BEGIN Data shown

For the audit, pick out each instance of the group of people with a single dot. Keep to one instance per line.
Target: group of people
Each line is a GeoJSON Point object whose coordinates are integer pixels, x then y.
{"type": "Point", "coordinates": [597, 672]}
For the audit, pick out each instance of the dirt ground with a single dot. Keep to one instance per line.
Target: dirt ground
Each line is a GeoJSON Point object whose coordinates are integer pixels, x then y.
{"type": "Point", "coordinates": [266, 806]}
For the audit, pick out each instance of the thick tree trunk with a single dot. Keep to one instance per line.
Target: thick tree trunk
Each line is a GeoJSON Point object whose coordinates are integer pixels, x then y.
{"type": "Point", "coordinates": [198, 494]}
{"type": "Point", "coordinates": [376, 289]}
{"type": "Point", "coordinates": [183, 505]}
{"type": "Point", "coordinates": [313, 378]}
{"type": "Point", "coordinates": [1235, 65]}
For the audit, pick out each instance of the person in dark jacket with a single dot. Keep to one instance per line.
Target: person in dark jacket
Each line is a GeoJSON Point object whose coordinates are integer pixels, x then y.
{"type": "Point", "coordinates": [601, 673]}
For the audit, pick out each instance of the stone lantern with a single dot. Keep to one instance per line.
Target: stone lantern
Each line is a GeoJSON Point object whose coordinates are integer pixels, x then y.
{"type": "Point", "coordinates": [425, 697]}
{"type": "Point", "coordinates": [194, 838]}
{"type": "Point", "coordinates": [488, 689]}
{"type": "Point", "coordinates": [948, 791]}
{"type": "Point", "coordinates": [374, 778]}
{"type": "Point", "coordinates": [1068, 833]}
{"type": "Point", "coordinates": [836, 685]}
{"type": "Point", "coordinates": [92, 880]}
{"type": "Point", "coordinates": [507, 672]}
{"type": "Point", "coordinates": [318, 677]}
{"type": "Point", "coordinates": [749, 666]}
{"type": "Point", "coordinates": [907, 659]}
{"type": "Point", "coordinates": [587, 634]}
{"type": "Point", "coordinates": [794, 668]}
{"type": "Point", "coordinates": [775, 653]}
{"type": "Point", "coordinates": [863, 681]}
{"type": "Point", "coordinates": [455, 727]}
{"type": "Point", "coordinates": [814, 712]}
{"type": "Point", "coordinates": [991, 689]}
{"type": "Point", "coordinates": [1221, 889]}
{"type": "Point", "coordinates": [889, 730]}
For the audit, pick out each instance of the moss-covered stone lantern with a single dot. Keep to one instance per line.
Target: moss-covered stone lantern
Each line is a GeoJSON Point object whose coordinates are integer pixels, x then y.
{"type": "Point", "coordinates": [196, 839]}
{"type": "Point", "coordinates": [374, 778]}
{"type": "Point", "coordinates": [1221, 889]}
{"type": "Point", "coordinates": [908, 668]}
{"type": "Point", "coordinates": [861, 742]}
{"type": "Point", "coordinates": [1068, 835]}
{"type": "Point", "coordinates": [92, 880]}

END Data shown

Prompt: Every line from the first entry to the line containing "Target: stone lantern" should be transcribed exactly, and nothing beyond it.

Task output:
For the audit, pick out each instance of the group of people with a single dot. Keep to one instance per line.
Target: group of people
Each line is a GeoJSON Point object whose coordinates are integer pixels, x then y.
{"type": "Point", "coordinates": [597, 672]}
For the audit, pick out each instance of the dirt ground with a single dot. Keep to one instance per line.
Target: dirt ground
Each line is a GeoJSON Point object whose coordinates are integer pixels, x then y.
{"type": "Point", "coordinates": [266, 806]}
For the audit, pick out each instance of the thick tree trunk with a single dot. Keep to one instance per line.
Target: thick tree trunk
Each line is a GeoJSON Point object whose coordinates are integer pixels, x then y.
{"type": "Point", "coordinates": [198, 494]}
{"type": "Point", "coordinates": [376, 289]}
{"type": "Point", "coordinates": [183, 505]}
{"type": "Point", "coordinates": [313, 378]}
{"type": "Point", "coordinates": [1235, 65]}
For the audit, pick out each instance of the person in dark jacket with a single dot. Keep to one instance per line.
Target: person in dark jacket
Each line is a GeoJSON Point object whose coordinates are integer pixels, x then y.
{"type": "Point", "coordinates": [601, 673]}
For the audit, pick out each instance of the stone lantern with a single dot. Keep to one instance per line.
Target: stone lantern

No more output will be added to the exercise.